BEGIN Selected passage
Florida's Supreme Court has ruled on a question prompted by a 2013 case dealing with the application of economic loss in specific tort cases. The implication of change may depend on one's legal view as to the permeability of the divide between contract and tort law.

At issue is the Economic Loss Rule (ELR). Designed to prohibit tortious product liability claims from being filed between contracted manufacturers and customers over a faulty product that causes no damage other than to itself, the rule was supposed to clearly delineate where warranty liabilities end and tort grievances began. 

Instead, the rule has been allowed to slowly permeate into other legal areas of practice.

Walter Latimer, an attorney with Wilson Elser Moskowitz Edelman & Dicker LLP, is an expert on product liability and has written about issues such as this.

Latimer told Legal Newsline that ELR evolved through interpretation and application.

"It was going in a lot of different directions," Latimer said. "It kept growing and growing until the court said it will only apply to product cases now."

Adopted by Florida in 1987, it was hoped that ELR would prevent a contracted party from resorting to tort suits to recover damages from economic loss. Over time, however, certain cases with limited circumstances had allowed the concept of ELR to creep outside its legal domain, specifically into what is called the independent tort doctrine. 

Soon, according to Latimer, even malpractice suits were utilizing the ELR.

The mission creep of the rule can best be seen in cases involving the contractual privity economic loss rule (CPELR), also known as the independent tort doctrine (IDT). The nuanced rule permitted the ELR to be used in cases involving a breach of contract that resulted in proven economic loss.

This seeming ambiguity caused growing legal uncertainty that was bound to be addressed at some point. Latimer told Legal Newsline that the extension of ELR had created a very unsettled area between product liability and tort law.

In 2013, the moment arrived for the matter to be addressed. In Tiara Condominium Association Inc. v. Marsh & McLennan Cos. Inc., the Florida Supreme Court was asked a pointed question by the U.S. Court of Appeals for the 11th Circuit: "Does the Economic Loss Rule bar an insured's suit against an insurance broker where the parties are in contractual privity with one another and the damages sought are solely for economic losses?"
END Selected passage
BEGIN Extracted records
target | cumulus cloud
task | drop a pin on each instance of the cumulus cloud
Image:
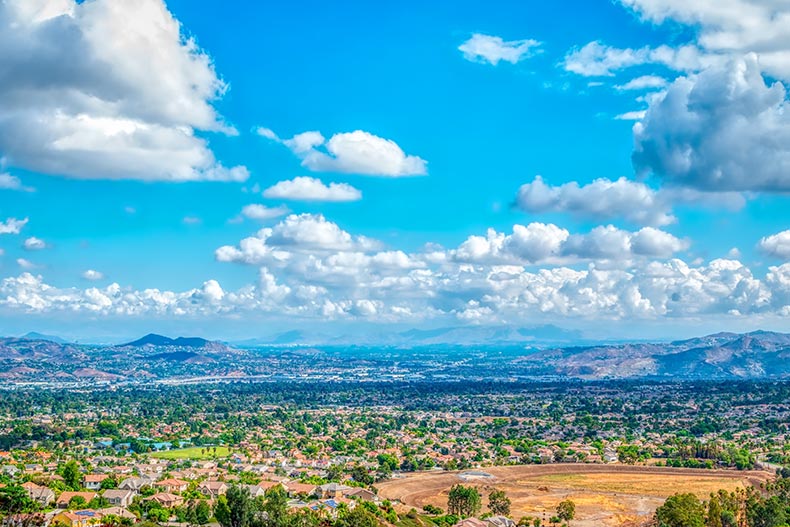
(665, 289)
(357, 152)
(645, 82)
(540, 243)
(777, 245)
(80, 100)
(34, 244)
(601, 199)
(724, 129)
(596, 59)
(734, 26)
(296, 233)
(492, 49)
(25, 263)
(259, 212)
(9, 182)
(311, 189)
(636, 115)
(93, 275)
(12, 226)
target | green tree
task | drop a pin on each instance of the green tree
(358, 517)
(499, 503)
(14, 499)
(109, 483)
(681, 510)
(77, 502)
(463, 501)
(235, 508)
(202, 512)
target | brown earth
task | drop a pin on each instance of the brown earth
(610, 495)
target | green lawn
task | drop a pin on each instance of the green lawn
(192, 453)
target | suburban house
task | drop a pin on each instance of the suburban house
(119, 497)
(300, 489)
(117, 511)
(167, 500)
(360, 494)
(173, 485)
(65, 498)
(332, 490)
(213, 489)
(256, 491)
(500, 521)
(93, 481)
(76, 519)
(136, 484)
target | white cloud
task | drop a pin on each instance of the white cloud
(107, 90)
(34, 244)
(312, 189)
(601, 199)
(721, 130)
(308, 267)
(777, 245)
(491, 49)
(636, 115)
(355, 152)
(645, 82)
(731, 26)
(93, 275)
(303, 233)
(12, 226)
(540, 243)
(25, 264)
(259, 212)
(596, 59)
(9, 182)
(724, 289)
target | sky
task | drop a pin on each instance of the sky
(238, 169)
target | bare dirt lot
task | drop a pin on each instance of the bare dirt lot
(611, 495)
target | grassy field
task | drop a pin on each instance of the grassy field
(608, 495)
(195, 453)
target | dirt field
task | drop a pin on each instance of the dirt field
(611, 495)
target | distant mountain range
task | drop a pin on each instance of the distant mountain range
(463, 336)
(159, 341)
(760, 354)
(755, 355)
(34, 335)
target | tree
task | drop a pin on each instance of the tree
(358, 517)
(77, 502)
(566, 510)
(109, 483)
(275, 505)
(202, 512)
(499, 503)
(235, 508)
(681, 510)
(463, 501)
(14, 500)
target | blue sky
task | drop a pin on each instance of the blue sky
(619, 167)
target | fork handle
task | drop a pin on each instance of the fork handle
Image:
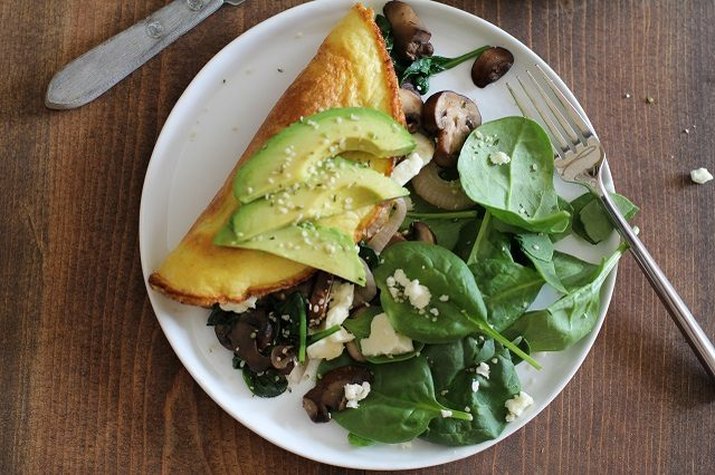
(683, 317)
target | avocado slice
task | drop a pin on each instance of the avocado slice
(317, 246)
(291, 156)
(337, 186)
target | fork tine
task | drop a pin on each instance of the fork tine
(577, 121)
(574, 137)
(556, 135)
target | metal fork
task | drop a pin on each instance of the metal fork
(579, 159)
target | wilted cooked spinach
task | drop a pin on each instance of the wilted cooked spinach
(400, 406)
(419, 71)
(455, 364)
(520, 192)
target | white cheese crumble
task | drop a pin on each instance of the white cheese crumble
(418, 295)
(483, 370)
(407, 169)
(355, 393)
(499, 158)
(517, 405)
(384, 340)
(341, 299)
(240, 307)
(701, 176)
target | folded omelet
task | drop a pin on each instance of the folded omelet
(352, 68)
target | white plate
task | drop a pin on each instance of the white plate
(204, 135)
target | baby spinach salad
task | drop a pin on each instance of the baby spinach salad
(427, 343)
(431, 352)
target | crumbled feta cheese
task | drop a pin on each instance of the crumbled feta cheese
(341, 299)
(407, 169)
(240, 307)
(483, 370)
(499, 158)
(517, 405)
(701, 176)
(418, 294)
(355, 393)
(384, 340)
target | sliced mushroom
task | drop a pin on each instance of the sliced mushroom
(412, 107)
(283, 358)
(419, 231)
(412, 39)
(491, 65)
(318, 304)
(252, 333)
(431, 186)
(450, 117)
(328, 395)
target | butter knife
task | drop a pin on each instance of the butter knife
(97, 70)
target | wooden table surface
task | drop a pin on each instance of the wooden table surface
(89, 382)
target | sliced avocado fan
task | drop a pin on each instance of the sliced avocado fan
(335, 186)
(321, 247)
(288, 157)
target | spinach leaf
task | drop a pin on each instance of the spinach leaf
(591, 222)
(508, 289)
(457, 361)
(400, 405)
(367, 254)
(565, 206)
(420, 70)
(459, 307)
(219, 316)
(570, 318)
(520, 192)
(595, 221)
(539, 249)
(572, 271)
(446, 225)
(359, 325)
(456, 308)
(490, 243)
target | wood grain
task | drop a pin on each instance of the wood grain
(90, 384)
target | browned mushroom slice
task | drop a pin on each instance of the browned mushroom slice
(491, 65)
(318, 304)
(328, 395)
(283, 358)
(412, 107)
(251, 334)
(412, 39)
(450, 117)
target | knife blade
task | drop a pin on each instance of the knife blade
(99, 69)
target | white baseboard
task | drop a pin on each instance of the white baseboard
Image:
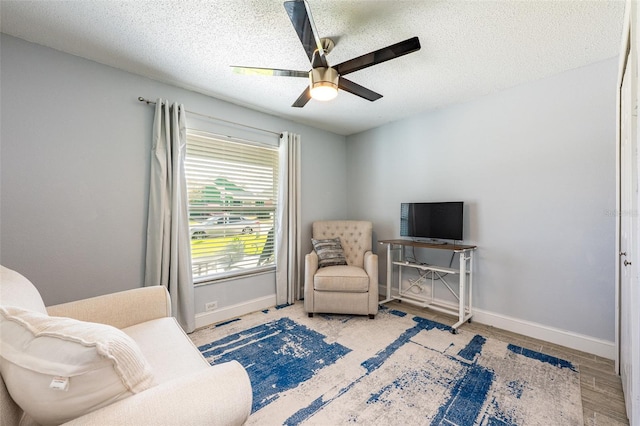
(229, 312)
(569, 339)
(580, 342)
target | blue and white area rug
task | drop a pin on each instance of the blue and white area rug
(395, 369)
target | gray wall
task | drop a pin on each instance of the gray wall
(74, 157)
(535, 166)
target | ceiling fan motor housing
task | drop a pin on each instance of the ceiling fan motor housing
(323, 83)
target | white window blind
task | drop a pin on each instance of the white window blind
(233, 189)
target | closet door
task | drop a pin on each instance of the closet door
(629, 265)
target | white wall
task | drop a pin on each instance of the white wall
(535, 166)
(75, 150)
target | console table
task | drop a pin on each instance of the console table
(396, 260)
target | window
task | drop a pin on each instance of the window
(232, 189)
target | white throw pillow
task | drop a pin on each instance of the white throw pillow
(57, 369)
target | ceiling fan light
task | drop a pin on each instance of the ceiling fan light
(324, 83)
END Extracted records
Given instruction A
Please duplicate the part of the Economic Loss Rule passage from "Instead, the rule" up to and including "interpretation and application.".
Given instruction B
In the Economic Loss Rule passage, what year did Florida adopt the rule?

Solution A
Instead, the rule has been allowed to slowly permeate into other legal areas of practice.

Walter Latimer, an attorney with Wilson Elser Moskowitz Edelman & Dicker LLP, is an expert on product liability and has written about issues such as this.

Latimer told Legal Newsline that ELR evolved through interpretation and application.

Solution B
1987